Omit all pictures. Copy the rest of the material exactly.

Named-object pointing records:
_ _ _ _ _
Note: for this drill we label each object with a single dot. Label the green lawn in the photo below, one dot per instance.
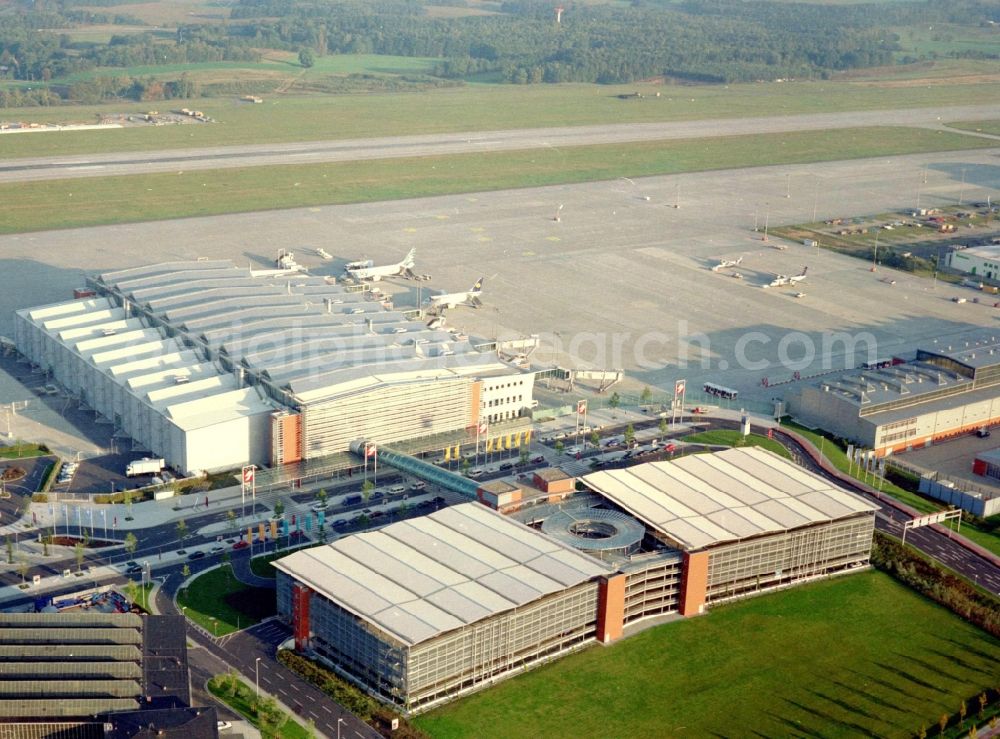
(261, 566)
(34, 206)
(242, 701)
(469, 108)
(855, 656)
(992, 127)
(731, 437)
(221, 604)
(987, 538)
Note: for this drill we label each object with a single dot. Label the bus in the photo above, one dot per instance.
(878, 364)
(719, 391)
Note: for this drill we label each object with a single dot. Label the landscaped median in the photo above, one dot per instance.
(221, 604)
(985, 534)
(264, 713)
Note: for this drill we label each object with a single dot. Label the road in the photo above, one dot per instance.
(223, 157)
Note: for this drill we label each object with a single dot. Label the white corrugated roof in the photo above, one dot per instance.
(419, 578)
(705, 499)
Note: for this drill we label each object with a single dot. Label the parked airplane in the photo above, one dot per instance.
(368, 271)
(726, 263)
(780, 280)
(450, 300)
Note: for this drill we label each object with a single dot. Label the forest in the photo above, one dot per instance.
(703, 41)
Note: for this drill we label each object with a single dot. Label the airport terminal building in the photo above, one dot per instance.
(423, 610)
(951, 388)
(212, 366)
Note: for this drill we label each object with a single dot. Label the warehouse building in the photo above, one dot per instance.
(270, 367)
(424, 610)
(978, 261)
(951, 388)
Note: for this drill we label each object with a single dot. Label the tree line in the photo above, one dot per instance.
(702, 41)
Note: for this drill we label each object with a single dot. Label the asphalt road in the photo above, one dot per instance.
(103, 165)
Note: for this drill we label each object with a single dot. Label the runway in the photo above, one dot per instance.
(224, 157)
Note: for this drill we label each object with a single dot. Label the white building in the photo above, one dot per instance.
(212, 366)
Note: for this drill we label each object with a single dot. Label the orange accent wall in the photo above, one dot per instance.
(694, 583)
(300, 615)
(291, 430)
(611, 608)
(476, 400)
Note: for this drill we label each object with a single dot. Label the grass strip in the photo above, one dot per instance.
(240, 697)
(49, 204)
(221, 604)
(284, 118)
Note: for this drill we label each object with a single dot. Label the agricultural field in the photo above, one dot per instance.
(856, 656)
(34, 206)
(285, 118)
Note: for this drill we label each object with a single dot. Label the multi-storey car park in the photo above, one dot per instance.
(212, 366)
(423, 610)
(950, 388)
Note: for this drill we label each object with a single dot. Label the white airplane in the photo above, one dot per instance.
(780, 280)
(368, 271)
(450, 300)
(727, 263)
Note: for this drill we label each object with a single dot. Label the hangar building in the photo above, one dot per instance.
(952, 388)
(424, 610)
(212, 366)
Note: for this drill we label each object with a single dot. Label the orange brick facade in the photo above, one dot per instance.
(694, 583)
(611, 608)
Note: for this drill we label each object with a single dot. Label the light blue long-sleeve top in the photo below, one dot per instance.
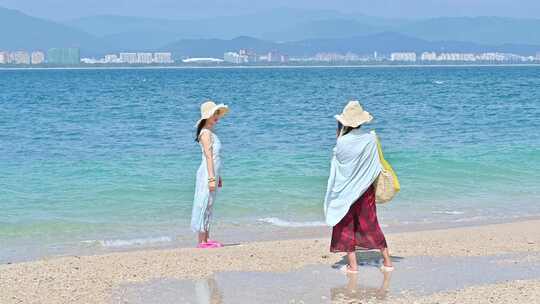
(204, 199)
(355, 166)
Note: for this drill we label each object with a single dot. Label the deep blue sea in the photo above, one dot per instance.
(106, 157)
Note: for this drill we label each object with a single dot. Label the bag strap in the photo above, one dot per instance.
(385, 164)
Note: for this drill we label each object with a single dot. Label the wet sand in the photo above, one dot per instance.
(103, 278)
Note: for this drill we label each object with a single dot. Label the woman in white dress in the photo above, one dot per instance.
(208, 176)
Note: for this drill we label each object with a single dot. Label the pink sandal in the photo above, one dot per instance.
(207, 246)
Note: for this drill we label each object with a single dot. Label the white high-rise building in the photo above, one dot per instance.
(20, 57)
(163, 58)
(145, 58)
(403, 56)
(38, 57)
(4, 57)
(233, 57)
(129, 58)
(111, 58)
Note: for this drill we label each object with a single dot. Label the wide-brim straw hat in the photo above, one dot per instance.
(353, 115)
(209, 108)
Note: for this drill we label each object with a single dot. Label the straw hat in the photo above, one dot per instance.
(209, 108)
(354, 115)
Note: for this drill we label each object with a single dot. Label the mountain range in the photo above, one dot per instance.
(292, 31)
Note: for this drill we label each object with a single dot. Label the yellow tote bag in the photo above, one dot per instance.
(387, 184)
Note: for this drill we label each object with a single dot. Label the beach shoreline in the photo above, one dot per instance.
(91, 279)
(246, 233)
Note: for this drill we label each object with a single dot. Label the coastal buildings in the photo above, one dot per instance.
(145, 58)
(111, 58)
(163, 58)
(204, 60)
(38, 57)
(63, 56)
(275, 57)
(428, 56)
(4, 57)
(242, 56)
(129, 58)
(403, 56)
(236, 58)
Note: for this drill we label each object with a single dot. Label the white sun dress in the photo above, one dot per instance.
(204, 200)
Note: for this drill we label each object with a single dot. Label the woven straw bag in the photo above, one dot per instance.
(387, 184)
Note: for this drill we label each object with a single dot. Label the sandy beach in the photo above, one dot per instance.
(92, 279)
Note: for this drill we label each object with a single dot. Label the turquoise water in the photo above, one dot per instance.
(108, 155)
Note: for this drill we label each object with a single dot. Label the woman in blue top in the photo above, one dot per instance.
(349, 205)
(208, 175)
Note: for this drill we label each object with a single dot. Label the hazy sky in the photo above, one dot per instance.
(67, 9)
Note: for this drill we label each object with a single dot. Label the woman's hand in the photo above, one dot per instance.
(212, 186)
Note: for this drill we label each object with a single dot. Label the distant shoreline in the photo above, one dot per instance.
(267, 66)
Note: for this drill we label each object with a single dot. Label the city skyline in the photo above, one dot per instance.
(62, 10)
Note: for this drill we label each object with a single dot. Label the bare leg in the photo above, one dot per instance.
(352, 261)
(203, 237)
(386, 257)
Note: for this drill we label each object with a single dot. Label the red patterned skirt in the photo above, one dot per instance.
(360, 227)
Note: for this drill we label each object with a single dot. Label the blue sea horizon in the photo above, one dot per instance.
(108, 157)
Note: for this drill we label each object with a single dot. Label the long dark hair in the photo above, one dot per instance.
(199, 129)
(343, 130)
_ _ _ _ _
#### Reply
Note: for this drill we label each object with a single dot. Label the green lawn in the photo below, one dot per instance.
(261, 566)
(34, 206)
(242, 701)
(469, 108)
(855, 656)
(992, 127)
(731, 437)
(221, 604)
(987, 538)
Note: for this drill we label each object with a single dot. Label the bus in the photo above, one dot per instance.
(878, 364)
(719, 391)
Note: for this drill we label each object with a single dot. Label the landscaped median in the photo above, one dot per instance.
(221, 604)
(985, 534)
(264, 713)
Note: for this drill we label each object with a single dot. Label the road in the photo above, one dot per instance.
(223, 157)
Note: for this drill we label each object with a single dot. Label the white corrugated roof in the photo above, one dot per instance.
(419, 578)
(705, 499)
Note: for this drill we label each object with a single dot. Label the parked airplane in the photo above, one dot per instance.
(368, 271)
(726, 263)
(780, 280)
(450, 300)
Note: for this drill we label each object with a single dot. Label the forest in the photo above, one dot per instance.
(703, 41)
Note: for this drill we label each object with a single dot. Label the airport terminal building in the photo above, one dot per instance.
(423, 610)
(951, 388)
(212, 366)
Note: for this drill we label each object with a single dot. Label the warehouse building in the photo above, one dot per instance.
(270, 367)
(424, 610)
(978, 261)
(951, 388)
Note: for this drill we label each object with a single dot. Label the tree line in the photo above, one dot per instance.
(702, 41)
Note: for this drill we label each object with a single dot. Label the asphalt road in the photo above, one dot per instance.
(103, 165)
Note: for this drill we label each object with a single dot. Label the runway in the photo above, one dot per instance.
(224, 157)
Note: for this drill we label each object with a single dot. Label the white building in the photo above, one dot per instance.
(212, 366)
Note: for this drill we label each object with a single dot. Label the orange accent wall in the photo above, one dot per instance.
(694, 583)
(300, 615)
(291, 430)
(611, 608)
(476, 400)
Note: for this drill we label each object with a single dot. Label the grass strip in the photo above, one dot per instance.
(240, 697)
(49, 204)
(221, 604)
(284, 118)
Note: for this drill we label each object with a single dot. Label the agricultural field in the photo above, one dot per instance.
(856, 656)
(34, 206)
(285, 118)
Note: for this drill we label each object with a single dot. Label the multi-storey car park in the photo above, one dot per instance.
(212, 366)
(423, 610)
(950, 388)
Note: for this drill we label each object with a single dot. Label the white airplane in the photo above, one dot per instance.
(780, 280)
(368, 271)
(450, 300)
(727, 263)
Note: for this drill we label each object with a single dot. Label the hangar building in the photo above, one dot per instance.
(952, 388)
(424, 610)
(212, 366)
Note: for this drill we label each object with a single dot. Label the orange brick facade in the photo above, one dot per instance.
(694, 583)
(611, 608)
Note: for this drill we label each object with a single dot. Label the light blue long-sleeve top in the photo below, one dot per instance.
(204, 199)
(355, 166)
Note: for this drill we label each object with a single dot. Label the deep blue sea in the photo above, one dot per instance.
(106, 157)
Note: for this drill we label each object with a single dot. Label the bag strap in the photo above, one dot per instance.
(385, 164)
Note: for this drill we label each object with a single dot. Label the wet sand in the photo above, one dot per instance.
(103, 278)
Note: for this drill we label each object with a single dot. Label the woman in white dress in the photo above, one dot per instance.
(208, 176)
Note: for this drill we label each object with a single dot. Label the pink sandal in the photo above, one dot per instance.
(207, 246)
Note: for this drill we label each object with a single dot. Label the white high-rise building in the photo above, one dot per instance.
(20, 57)
(163, 58)
(145, 58)
(403, 56)
(38, 57)
(4, 57)
(233, 57)
(129, 58)
(111, 58)
Note: for this drill we label each object with a single dot. Label the wide-brim straw hat in the photo above, one dot per instance.
(353, 115)
(209, 108)
Note: for this drill we label each object with a single dot. Label the straw hat in the photo above, one dot per instance.
(209, 108)
(354, 115)
Note: for this drill we label each object with a single dot. Label the mountain range in the photo above, one dot per instance.
(292, 31)
Note: for this drill we label each object with a single dot. Label the yellow tote bag in the photo above, one dot per instance.
(387, 184)
Note: for this drill we label each object with a single dot. Label the beach shoreline in the photo above, one dot per instance.
(91, 279)
(246, 233)
Note: for this drill we label each object with a single dot. Label the coastal buildings in the photo above, one dot per instance.
(145, 58)
(111, 58)
(163, 58)
(204, 60)
(38, 57)
(63, 56)
(275, 57)
(428, 56)
(4, 57)
(242, 56)
(129, 58)
(403, 56)
(236, 58)
Note: for this drill we label each object with a single dot. Label the white sun dress in the photo above, one dot per instance.
(204, 200)
Note: for this drill we label each object with a single dot. Label the woven straw bag in the photo above, one dot per instance.
(387, 184)
Note: for this drill we label each object with a single dot. Label the sandy beach in the photo above, one dot per instance.
(92, 279)
Note: for this drill we label each object with a single dot. Label the turquoise water in the photo above, one dot per instance.
(108, 155)
Note: for this drill we label each object with a single dot. Label the woman in blue top in the photo above, one dot per instance.
(349, 205)
(208, 175)
Note: for this drill we label each object with a single dot. Label the hazy sky in the photo above, one dot per instance.
(67, 9)
Note: for this drill we label each object with a single dot. Label the woman's hand in the photo above, one dot per instance.
(212, 186)
Note: for this drill we label each object with a single dot. Label the distant shoreline in the photo above, one dot per instance.
(267, 66)
Note: for this drill we label each object with a single dot. Label the city skyline in the photo above, one dot per instance.
(62, 10)
Note: for this drill we label each object with a single dot. Label the bare leg in the photo above, one dot per instance.
(352, 261)
(203, 237)
(386, 257)
Note: for this drill we label each object with a single dot. Label the red patterned skirt in the photo above, one dot per instance.
(360, 227)
Note: for this drill we label each object with a single dot. Label the blue sea horizon in the photo above, one dot per instance.
(108, 157)
Note: for this drill we label each object with a single dot. Label the long dark hair in the photo above, one dot per instance.
(199, 129)
(343, 130)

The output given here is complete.